### INSTRUCTIONS TO FOLLOW
Please report every line in the records below that contains the word "statue".

>> START

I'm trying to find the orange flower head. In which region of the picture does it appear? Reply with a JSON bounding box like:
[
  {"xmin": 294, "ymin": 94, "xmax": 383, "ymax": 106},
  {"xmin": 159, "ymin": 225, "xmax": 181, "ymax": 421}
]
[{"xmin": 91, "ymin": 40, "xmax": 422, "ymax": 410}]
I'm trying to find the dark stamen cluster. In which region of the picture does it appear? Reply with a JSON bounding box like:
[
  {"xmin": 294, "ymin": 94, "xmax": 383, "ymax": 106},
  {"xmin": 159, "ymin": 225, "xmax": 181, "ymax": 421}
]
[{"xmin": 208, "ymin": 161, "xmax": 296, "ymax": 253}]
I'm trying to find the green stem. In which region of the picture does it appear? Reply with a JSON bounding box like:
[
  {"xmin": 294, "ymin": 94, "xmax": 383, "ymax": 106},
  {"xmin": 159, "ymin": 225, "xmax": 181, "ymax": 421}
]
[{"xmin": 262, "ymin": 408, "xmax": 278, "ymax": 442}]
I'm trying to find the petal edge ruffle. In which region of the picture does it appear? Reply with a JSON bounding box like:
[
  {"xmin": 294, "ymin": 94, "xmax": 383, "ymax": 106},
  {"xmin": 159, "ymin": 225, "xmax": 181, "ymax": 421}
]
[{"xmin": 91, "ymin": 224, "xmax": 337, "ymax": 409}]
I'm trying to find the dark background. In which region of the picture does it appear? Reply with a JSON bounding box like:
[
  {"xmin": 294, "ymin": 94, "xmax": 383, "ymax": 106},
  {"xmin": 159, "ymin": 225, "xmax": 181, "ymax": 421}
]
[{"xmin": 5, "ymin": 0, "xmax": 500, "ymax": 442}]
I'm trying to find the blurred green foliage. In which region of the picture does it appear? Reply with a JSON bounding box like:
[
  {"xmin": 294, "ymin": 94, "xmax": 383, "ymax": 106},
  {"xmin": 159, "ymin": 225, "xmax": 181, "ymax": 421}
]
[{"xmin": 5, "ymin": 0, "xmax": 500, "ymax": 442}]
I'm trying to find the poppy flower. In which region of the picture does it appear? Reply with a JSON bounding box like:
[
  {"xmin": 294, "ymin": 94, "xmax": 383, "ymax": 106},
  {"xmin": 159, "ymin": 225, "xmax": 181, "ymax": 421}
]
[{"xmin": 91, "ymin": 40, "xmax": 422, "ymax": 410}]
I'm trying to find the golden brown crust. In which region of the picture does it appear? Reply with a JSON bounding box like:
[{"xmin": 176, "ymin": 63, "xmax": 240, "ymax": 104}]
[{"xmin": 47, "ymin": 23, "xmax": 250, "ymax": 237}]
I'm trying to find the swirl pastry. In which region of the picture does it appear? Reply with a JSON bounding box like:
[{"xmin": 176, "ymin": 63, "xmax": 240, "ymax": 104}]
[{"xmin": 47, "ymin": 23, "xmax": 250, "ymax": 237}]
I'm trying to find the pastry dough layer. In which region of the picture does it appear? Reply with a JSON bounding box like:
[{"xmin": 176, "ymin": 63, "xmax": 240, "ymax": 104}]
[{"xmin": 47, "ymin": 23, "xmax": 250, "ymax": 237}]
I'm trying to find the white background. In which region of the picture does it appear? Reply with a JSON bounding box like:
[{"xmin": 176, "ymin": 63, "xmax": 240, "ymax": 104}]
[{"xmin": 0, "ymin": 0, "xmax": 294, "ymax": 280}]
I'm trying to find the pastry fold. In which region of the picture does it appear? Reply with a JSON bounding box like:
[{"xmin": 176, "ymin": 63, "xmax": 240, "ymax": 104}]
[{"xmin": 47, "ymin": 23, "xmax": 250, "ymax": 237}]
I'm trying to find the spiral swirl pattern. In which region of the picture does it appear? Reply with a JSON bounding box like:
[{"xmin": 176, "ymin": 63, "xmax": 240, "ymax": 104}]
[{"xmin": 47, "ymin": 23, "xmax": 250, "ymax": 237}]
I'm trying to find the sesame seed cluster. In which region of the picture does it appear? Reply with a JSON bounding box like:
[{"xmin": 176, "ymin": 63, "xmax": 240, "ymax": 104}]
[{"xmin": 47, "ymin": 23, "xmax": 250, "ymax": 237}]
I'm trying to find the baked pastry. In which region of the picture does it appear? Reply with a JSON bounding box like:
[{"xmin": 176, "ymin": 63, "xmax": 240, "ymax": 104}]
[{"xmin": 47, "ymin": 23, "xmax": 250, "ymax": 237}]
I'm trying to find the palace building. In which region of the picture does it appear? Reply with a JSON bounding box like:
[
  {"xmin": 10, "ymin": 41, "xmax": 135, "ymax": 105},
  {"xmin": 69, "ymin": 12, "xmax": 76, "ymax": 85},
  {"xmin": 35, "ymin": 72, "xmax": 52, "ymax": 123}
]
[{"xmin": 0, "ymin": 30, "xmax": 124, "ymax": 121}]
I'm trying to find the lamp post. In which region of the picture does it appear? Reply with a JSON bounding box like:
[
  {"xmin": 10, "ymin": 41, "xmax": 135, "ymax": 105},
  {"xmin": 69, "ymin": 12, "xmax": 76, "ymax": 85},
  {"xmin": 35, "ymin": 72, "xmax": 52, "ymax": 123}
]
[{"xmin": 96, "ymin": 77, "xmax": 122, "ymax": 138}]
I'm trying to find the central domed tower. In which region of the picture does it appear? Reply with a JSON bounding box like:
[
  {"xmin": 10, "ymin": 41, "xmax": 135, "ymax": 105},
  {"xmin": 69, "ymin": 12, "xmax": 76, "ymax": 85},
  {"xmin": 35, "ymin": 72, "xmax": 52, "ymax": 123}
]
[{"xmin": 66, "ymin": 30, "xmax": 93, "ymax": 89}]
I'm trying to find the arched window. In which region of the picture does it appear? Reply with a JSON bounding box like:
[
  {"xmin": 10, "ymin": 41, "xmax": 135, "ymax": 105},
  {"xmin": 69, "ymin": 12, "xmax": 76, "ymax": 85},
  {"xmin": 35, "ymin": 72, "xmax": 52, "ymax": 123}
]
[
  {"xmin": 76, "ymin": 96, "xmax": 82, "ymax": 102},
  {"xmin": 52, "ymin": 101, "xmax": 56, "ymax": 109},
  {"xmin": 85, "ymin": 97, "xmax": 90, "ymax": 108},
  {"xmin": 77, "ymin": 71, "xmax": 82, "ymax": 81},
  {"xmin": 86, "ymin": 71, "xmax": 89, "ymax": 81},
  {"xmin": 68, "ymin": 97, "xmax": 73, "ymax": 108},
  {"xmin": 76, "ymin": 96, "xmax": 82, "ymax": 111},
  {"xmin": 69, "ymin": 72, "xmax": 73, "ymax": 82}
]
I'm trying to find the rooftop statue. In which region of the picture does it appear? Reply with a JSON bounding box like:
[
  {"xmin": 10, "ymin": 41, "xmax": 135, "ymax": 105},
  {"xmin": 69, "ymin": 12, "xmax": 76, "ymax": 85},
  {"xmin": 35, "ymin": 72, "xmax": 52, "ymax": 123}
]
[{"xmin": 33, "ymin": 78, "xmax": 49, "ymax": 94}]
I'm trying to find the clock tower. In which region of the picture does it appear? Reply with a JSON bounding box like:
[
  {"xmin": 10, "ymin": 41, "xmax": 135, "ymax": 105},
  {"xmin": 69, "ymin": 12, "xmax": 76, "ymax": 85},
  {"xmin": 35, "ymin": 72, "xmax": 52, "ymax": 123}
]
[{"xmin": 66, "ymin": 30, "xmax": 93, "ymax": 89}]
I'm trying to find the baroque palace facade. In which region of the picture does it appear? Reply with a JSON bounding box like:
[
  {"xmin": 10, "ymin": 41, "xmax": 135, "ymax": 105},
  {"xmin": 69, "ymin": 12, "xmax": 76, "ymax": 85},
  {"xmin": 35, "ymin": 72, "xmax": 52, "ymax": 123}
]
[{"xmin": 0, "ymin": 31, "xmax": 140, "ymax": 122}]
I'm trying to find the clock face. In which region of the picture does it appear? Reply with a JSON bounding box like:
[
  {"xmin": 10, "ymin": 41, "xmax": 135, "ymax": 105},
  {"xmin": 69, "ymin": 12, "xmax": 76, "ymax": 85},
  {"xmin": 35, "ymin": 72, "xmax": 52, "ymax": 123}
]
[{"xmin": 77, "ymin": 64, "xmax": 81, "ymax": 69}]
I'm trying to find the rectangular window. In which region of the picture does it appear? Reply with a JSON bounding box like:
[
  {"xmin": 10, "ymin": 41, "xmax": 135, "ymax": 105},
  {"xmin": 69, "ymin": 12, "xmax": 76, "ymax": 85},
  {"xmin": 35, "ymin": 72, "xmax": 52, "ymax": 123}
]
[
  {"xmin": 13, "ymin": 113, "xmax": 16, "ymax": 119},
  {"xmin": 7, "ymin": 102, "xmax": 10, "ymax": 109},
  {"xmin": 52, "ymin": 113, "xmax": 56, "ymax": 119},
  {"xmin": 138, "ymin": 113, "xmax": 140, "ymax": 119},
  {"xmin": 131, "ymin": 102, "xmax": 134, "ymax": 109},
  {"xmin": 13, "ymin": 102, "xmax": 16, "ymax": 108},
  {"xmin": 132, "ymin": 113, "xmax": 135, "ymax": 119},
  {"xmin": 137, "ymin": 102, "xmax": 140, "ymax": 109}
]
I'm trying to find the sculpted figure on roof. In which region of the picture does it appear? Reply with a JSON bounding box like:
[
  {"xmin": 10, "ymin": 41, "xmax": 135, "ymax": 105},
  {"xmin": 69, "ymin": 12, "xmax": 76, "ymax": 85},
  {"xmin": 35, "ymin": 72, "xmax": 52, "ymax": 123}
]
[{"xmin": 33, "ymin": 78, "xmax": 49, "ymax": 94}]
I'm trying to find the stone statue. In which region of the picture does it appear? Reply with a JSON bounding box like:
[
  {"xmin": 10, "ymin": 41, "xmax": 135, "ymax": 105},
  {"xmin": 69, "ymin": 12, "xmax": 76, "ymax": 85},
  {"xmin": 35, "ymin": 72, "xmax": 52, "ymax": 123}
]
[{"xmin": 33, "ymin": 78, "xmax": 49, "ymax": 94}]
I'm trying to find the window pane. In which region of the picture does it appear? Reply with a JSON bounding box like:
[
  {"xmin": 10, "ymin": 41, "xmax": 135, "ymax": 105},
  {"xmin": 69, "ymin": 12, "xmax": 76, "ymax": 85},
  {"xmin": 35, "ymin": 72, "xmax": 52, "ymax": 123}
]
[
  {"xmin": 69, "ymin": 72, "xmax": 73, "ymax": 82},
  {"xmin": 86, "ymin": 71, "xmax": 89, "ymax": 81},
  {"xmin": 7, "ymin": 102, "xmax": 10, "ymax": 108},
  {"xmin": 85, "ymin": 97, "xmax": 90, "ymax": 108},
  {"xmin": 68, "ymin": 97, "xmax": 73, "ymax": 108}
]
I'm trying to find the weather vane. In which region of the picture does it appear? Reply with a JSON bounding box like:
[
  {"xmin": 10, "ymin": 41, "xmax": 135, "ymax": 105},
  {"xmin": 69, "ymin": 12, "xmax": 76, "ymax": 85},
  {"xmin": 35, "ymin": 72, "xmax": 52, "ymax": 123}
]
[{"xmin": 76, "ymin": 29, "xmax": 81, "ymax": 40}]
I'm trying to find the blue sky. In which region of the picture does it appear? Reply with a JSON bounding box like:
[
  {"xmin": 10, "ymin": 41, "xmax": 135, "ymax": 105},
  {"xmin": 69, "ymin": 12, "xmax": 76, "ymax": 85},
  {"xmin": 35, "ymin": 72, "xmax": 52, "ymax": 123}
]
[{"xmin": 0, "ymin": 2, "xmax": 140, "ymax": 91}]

>> END

### WRITTEN SOLUTION
I'm trying to find the rooftop statue. In which region of the picture does it appear? Reply with a JSON bounding box like:
I'm trying to find the stone statue. In which region of the picture does it appear? Reply with a JSON bounding box like:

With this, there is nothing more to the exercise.